◆ SELECTED EXCERPT
Re: [Qemu-devel] [PATCH v3 25/34] tests: add atomic_add-bench

All of lore.kernel.org
 help / color / mirror / Atom feed

From: "Alex Bennée" <alex.bennee@linaro.org>
To: Richard Henderson <rth@twiddle.net>
Cc: qemu-devel@nongnu.org, "Emilio G. Cota" <cota@braap.org>
Subject: Re: [Qemu-devel] [PATCH v3 25/34] tests: add atomic_add-bench
Date: Wed, 14 Sep 2016 14:53:14 +0100	[thread overview]
Message-ID: <87vaxyio51.fsf@linaro.org> (raw)
In-Reply-To: <1472935202-3342-26-git-send-email-rth@twiddle.net>


Richard Henderson <rth@twiddle.net> writes:

> From: "Emilio G. Cota" <cota@braap.org>
>
> With this microbenchmark we can measure the overhead of emulating atomic
> instructions with a configurable degree of contention.
>
> The benchmark spawns $n threads, each performing $o atomic ops (additions)
> in a loop. Each atomic operation is performed on a different cache line
> (assuming lines are 64b long) that is randomly selected from a range [0, $r).
>
> [ Note: each $foo corresponds to a -foo flag ]
>
> Signed-off-by: Emilio G. Cota <cota@braap.org>
> Signed-off-by: Richard Henderson <rth@twiddle.net>
> Message-Id: <1467054136-10430-20-git-send-email-cota@braap.org>
> ---
>  tests/.gitignore         |   1 +
>  tests/Makefile.include   |   4 +-
>  tests/atomic_add-bench.c | 180 +++++++++++++++++++++++++++++++++++++++++++++++
>  3 files changed, 184 insertions(+), 1 deletion(-)

◆ DATASET EXCERPTS
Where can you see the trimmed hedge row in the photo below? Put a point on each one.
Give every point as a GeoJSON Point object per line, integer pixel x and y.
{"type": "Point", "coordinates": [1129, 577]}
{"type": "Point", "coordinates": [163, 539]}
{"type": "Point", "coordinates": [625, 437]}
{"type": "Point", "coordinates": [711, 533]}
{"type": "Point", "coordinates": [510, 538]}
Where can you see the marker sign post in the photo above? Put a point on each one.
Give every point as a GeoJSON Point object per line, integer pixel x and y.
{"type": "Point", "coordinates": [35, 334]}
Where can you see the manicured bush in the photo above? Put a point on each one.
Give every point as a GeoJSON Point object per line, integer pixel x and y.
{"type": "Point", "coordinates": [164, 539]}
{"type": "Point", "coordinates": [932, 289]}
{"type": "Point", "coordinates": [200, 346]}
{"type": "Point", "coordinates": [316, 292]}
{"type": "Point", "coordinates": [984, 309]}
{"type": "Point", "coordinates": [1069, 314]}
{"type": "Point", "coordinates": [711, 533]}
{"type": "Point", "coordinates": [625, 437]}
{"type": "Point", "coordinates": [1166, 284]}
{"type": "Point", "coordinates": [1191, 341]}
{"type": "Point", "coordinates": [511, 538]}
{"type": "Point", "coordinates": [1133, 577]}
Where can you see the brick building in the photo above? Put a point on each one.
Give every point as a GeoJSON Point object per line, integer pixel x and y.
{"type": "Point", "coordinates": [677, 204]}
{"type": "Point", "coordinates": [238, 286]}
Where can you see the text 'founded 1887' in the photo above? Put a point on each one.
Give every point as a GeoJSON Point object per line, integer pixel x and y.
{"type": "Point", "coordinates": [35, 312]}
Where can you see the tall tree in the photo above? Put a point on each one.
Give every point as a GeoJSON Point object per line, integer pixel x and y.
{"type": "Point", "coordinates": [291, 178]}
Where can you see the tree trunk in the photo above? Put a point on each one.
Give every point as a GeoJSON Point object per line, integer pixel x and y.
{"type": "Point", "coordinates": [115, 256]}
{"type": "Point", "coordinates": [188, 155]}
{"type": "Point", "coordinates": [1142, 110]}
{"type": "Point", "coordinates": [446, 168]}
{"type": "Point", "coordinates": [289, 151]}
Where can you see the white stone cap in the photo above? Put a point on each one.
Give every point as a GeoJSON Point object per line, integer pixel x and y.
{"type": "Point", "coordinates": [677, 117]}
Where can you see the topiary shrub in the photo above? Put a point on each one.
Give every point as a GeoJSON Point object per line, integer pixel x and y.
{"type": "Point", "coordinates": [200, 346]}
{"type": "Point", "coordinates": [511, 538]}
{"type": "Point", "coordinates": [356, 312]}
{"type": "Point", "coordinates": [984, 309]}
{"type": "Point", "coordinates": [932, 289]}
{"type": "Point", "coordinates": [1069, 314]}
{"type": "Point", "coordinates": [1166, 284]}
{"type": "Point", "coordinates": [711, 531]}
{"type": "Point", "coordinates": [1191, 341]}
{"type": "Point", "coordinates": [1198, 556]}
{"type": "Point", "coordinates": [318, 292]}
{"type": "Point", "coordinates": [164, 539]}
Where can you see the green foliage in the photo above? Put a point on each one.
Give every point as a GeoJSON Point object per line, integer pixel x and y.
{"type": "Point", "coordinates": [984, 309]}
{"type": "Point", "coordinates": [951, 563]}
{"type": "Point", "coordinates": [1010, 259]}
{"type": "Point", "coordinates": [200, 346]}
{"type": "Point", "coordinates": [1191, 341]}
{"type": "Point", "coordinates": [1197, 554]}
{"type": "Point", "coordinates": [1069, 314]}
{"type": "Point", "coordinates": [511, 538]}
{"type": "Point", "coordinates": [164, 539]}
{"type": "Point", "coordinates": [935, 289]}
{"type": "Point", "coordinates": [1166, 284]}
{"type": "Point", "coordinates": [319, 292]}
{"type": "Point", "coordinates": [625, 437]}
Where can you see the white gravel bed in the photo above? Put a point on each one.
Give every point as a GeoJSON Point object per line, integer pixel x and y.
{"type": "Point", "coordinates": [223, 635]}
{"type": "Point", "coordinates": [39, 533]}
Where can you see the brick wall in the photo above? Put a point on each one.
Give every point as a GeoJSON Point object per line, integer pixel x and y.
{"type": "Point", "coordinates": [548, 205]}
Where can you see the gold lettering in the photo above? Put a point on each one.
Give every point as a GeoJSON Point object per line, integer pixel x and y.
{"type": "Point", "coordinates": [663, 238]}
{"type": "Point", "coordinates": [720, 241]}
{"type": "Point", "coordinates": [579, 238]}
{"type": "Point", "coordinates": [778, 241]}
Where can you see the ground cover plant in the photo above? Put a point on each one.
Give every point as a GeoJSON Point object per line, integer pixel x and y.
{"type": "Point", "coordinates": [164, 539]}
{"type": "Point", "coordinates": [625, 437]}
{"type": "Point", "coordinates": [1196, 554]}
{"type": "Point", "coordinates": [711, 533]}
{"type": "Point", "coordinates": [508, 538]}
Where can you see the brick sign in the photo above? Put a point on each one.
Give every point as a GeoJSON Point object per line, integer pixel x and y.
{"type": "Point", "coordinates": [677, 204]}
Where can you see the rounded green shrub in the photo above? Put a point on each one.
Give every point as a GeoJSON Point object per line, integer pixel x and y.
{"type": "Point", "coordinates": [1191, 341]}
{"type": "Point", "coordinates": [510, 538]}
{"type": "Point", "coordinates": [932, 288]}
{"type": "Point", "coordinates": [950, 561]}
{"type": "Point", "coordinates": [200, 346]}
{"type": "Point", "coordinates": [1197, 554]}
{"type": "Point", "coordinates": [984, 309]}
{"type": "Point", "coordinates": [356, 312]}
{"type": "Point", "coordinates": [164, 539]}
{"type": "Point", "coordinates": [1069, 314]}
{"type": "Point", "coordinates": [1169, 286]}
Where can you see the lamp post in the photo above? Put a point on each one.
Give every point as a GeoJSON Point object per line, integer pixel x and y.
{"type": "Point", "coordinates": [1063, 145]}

...

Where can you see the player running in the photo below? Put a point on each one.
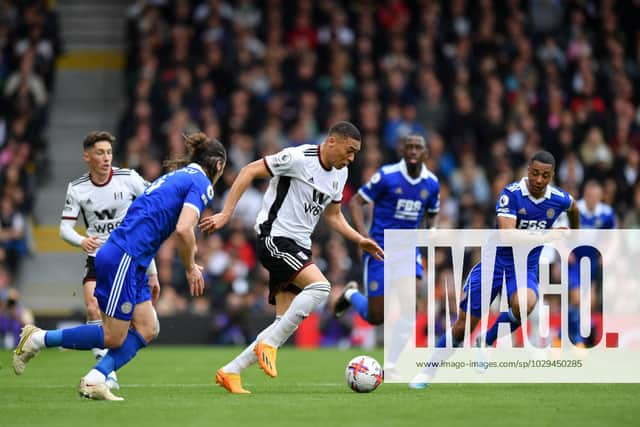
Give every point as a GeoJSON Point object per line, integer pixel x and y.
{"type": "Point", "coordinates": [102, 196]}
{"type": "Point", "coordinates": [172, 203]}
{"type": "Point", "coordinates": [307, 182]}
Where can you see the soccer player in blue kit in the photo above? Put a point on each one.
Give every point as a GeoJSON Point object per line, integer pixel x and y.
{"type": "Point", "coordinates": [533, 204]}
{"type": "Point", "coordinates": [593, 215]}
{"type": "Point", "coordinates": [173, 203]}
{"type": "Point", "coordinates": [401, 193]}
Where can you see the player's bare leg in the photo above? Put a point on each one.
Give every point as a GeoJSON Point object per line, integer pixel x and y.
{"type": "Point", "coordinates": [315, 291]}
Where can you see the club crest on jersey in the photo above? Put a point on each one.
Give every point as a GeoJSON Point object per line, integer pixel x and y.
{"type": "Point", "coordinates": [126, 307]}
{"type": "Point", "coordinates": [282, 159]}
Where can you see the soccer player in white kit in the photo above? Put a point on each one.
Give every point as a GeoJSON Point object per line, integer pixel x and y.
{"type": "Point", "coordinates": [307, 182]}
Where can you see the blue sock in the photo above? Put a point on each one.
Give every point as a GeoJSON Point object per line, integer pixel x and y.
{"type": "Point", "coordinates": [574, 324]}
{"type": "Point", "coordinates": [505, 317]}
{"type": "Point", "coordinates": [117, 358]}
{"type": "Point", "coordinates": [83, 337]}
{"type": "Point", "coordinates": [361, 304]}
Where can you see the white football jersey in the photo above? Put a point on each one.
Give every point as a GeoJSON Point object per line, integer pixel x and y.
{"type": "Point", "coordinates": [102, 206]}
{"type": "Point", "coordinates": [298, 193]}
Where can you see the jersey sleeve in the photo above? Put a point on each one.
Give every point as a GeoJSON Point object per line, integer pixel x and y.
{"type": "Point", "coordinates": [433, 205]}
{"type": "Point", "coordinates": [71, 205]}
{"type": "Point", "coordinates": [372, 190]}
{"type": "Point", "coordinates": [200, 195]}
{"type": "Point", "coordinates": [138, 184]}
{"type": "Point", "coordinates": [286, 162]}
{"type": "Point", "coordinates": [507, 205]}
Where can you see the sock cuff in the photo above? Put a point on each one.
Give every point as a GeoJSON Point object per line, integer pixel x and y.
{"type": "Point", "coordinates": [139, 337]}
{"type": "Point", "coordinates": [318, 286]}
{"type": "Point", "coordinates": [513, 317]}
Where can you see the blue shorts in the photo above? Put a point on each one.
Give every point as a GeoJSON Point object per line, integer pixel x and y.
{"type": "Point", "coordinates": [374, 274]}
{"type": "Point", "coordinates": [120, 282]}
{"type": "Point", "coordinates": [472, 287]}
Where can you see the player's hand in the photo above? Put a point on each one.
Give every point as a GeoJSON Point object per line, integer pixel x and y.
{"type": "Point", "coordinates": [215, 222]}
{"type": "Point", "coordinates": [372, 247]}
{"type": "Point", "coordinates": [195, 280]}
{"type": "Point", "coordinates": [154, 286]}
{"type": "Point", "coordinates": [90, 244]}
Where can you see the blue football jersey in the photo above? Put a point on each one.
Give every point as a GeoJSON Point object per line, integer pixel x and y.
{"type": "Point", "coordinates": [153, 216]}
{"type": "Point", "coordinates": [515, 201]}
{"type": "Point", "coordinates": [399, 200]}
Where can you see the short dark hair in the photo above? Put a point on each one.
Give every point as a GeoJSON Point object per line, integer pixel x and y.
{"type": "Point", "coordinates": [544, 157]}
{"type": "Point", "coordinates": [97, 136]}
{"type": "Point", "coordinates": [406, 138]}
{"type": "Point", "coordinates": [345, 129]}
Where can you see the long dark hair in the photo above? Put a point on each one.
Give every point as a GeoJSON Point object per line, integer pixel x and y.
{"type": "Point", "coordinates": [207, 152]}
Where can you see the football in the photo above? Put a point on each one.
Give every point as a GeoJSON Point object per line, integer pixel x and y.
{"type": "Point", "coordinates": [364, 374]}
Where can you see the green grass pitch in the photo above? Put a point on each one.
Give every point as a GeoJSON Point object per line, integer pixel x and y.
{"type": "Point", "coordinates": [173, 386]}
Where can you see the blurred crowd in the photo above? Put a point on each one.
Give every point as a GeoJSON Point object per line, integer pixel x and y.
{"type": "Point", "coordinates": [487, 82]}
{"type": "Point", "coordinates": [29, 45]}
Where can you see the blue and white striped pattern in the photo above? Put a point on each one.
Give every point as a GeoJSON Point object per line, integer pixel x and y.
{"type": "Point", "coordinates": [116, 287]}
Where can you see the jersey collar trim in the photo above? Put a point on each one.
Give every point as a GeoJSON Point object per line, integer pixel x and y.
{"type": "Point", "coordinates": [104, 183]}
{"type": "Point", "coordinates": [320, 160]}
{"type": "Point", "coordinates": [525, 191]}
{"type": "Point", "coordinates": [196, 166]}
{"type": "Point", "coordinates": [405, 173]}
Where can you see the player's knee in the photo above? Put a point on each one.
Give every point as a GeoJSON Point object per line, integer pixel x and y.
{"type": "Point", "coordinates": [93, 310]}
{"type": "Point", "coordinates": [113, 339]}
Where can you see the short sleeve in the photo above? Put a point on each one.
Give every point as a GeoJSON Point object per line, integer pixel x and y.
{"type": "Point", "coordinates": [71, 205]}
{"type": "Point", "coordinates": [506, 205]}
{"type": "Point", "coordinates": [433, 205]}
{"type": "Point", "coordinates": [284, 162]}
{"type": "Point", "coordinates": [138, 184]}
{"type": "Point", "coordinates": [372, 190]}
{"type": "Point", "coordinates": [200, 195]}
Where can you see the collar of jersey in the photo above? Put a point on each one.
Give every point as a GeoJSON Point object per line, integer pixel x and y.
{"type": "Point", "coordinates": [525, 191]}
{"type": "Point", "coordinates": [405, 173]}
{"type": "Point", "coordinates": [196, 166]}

◆ THE TASKS
1. From the atomic_add-bench patch reply, list every file path shown in the diffstat.
2. Write the next portion of the atomic_add-bench patch reply, beginning right after the diffstat summary line.

◆ REPLIES
1.
- tests/.gitignore
- tests/Makefile.include
- tests/atomic_add-bench.c

2.
>  create mode 100644 tests/atomic_add-bench.c
>
> diff --git a/tests/.gitignore b/tests/.gitignore
> index dbb5263..ec3137a 100644
> --- a/tests/.gitignore
> +++ b/tests/.gitignore
> @@ -1,3 +1,4 @@
> +atomic_add-bench
>  check-qdict
>  check-qfloat
>  check-qint
> diff --git a/tests/Makefile.include b/tests/Makefile.include
> index 14be491..e1957ed 100644
> --- a/tests/Makefile.include
> +++ b/tests/Makefile.include
> @@ -421,7 +421,8 @@ test-obj-y = tests/check-qint.o tests/check-qstring.o tests/check-qdict.o \
>  	tests/test-opts-visitor.o tests/test-qmp-event.o \
>  	tests/rcutorture.o tests/test-rcu-list.o \
>  	tests/test-qdist.o \
> -	tests/test-qht.o tests/qht-bench.o tests/test-qht-par.o
> +	tests/test-qht.o tests/qht-bench.o tests/test-qht-par.o \
> +	tests/atomic_add-bench.o
>
>  $(test-obj-y): QEMU_INCLUDES += -Itests
>  QEMU_CFLAGS += -I$(SRC_PATH)/tests
> @@ -465,6 +466,7 @@ tests/test-qdist$(EXESUF): tests/test-qdist.o $(test-util-obj-y)
>  tests/test-qht$(EXESUF): tests/test-qht.o $(test-util-obj-y)
>  tests/test-qht-par$(EXESUF): tests/test-qht-par.o tests/qht-bench$(EXESUF) $(test-util-obj-y)
>  tests/qht-bench$(EXESUF): tests/qht-bench.o $(test-util-obj-y)
> +tests/atomic_add-bench$(EXESUF): tests/atomic_add-bench.o
>  $(test-util-obj-y)

This probably more properly lives in tests/tcg/generic or some such but
that needs the tcg/tests being rehabilitated into the build system so at
least here it gets built.

>
>  tests/test-qdev-global-props$(EXESUF): tests/test-qdev-global-props.o \
>  	hw/core/qdev.o hw/core/qdev-properties.o hw/core/hotplug.o\
> diff --git a/tests/atomic_add-bench.c b/tests/atomic_add-bench.c
> new file mode 100644
> index 0000000..5bbecf6
> --- /dev/null
> +++ b/tests/atomic_add-bench.c

I wonder if this would be worth making atomic-bench and adding the other
atomic operations into the benchmark? I know given the current helper
overhead its unlikely to show much difference between the ops but if we
move to backend support for the tcg atomics it would be a useful tool to
have.

> @@ -0,0 +1,180 @@
> +#include "qemu/osdep.h"
> +#include "qemu/thread.h"
> +#include "qemu/host-utils.h"
> +#include "qemu/processor.h"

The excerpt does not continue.